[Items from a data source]
--- --- ---
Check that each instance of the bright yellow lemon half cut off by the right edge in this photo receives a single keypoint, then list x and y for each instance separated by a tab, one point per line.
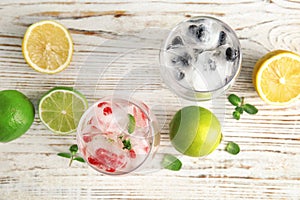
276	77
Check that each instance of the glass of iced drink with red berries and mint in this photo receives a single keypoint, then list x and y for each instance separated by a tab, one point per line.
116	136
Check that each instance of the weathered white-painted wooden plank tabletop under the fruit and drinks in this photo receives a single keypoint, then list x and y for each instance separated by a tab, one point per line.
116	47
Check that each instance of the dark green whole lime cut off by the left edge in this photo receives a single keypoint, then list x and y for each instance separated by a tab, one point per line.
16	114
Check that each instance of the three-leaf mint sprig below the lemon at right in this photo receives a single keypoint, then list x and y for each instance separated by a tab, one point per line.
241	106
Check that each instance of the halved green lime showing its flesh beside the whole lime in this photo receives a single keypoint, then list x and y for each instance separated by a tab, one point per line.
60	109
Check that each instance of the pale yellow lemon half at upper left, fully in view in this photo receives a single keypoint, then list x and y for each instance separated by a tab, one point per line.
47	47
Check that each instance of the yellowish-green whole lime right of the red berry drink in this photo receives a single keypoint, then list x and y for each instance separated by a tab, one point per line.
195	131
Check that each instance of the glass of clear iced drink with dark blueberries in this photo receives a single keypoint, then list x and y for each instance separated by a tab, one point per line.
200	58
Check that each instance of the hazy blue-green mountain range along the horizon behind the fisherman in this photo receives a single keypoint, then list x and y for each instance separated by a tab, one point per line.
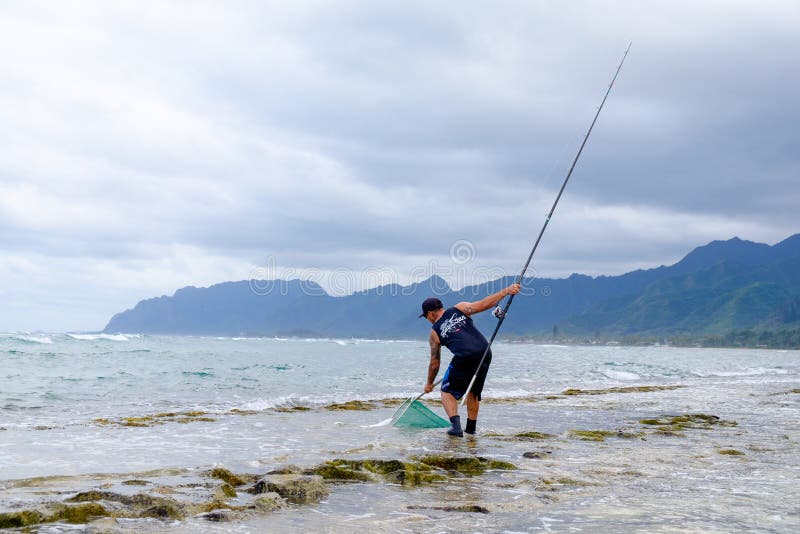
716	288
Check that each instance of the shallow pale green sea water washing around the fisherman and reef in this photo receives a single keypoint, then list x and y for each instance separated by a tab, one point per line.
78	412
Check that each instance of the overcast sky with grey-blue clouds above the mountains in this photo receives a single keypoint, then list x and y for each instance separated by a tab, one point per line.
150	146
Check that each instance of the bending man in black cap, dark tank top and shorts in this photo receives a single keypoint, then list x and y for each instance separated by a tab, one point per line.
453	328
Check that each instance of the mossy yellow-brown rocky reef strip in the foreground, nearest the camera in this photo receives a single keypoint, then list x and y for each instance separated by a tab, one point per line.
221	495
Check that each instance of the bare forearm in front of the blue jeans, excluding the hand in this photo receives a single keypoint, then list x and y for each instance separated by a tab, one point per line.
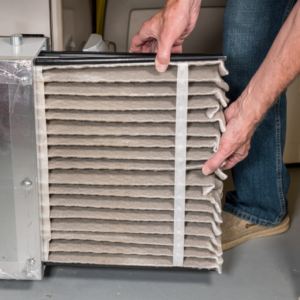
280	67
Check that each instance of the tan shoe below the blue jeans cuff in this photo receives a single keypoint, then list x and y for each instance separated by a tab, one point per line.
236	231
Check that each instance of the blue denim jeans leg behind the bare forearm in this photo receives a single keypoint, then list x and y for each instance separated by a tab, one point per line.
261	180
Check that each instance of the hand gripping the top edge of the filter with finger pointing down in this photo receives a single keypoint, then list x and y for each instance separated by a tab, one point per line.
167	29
--- --- ---
● **DIRECTIONS**
Transcribe the records above exactly, leaving out every picture.

● **EXERCISE SOLUTION**
Check that each instance of the bright yellow lemon half cut off by the right edge in this photo receives a single keypoint, then list x and y for each instance separated by a tab, one point per line.
276	77
Check that each instance of the glass of iced drink with red berries and mint in this photo receives a single keypoint, then list x and y for each instance separated by a tab, one point per line.
116	136
Check that each instance of the weathered white-painted wooden plank tabletop under the fruit and drinks in this photo receives a single keypoint, then list x and y for each instance separated by a tab, one point per line.
116	47
Check that each instance of the dark green whole lime cut off by the left edge in this photo receives a single keypoint, then list x and y for each instance separated by a tab, one point per line.
16	114
Check that each instance of the three-leaf mint sprig below the lemon at right in this photo receives a single keypoint, then list x and y for each instance separated by a tab, one point per line.
241	106
Check that each instance of the halved green lime showing its flesh beside the whole lime in this photo receives a single keypoint, then list x and y for each instance separated by a tab, one point per line.
60	109
Check that each instance of the pale yellow lemon half at upper left, fully in view in this photo receives a single keypoint, then list x and y for each instance separated by a tab, one point per line.
47	47
Check that each instance of the yellowish-green whole lime right of the red berry drink in this photo receives a single keypoint, then list x and y for each instance separated by a tab, one point per line.
195	131
Check that each instance of the glass of clear iced drink with dark blueberries in this photo receives a single keypoint, then list x and y for each instance separated by a tab, one point per line.
200	58
Check that each instance of the hazy blue-green mountain range along the horizon behind the fisherman in this photo receives a single keypoint, then list x and y for each instance separated by a tab, one point per line.
716	288
Check that each instance of the shallow pale green sea water washing around the fisherman and reef in this photo receives a single keypoint, then list x and y for each instance separated by a tab, one point per line.
78	412
Check that each instance of the overcast sky with grey-blue clouds above the mountains in this photo receives a single keypoint, then list x and y for each instance separated by a tab, one point per line.
150	146
Check that each instance of the bending man in black cap, dark tank top and shorts in this photo receives a single keypoint, then list x and y for each instance separated by a tab, one point per line.
453	328
Check that each instance of the mossy yellow-brown rocky reef strip in the foreground, nearest the camera in this photo receives a single keypoint, then list x and y for each instance separated by a tab, one point per line.
221	495
Check that each instance of the bare forearm in front of the blue jeans, excluding the hand in this photo receives a single keypoint, then list x and y for each instance separated by a tab, one point per line.
280	67
Check that each instance of the tan shoe below the blue jeans cuff in this photo receives a single keypoint, then list x and y for each instance separated by a tab, one point per line.
236	231
Check that each instance of the blue denim jeans leg behind the bare forearm in this photo receives a single keypoint, then list x and y for each instance separated by a tab, one point per line.
261	180
Check that each instance of the hand gripping the top edge of the filter with finger pointing down in this photo receives a single keypoint, then list x and y for each instance separated by a tab, one point per line.
167	29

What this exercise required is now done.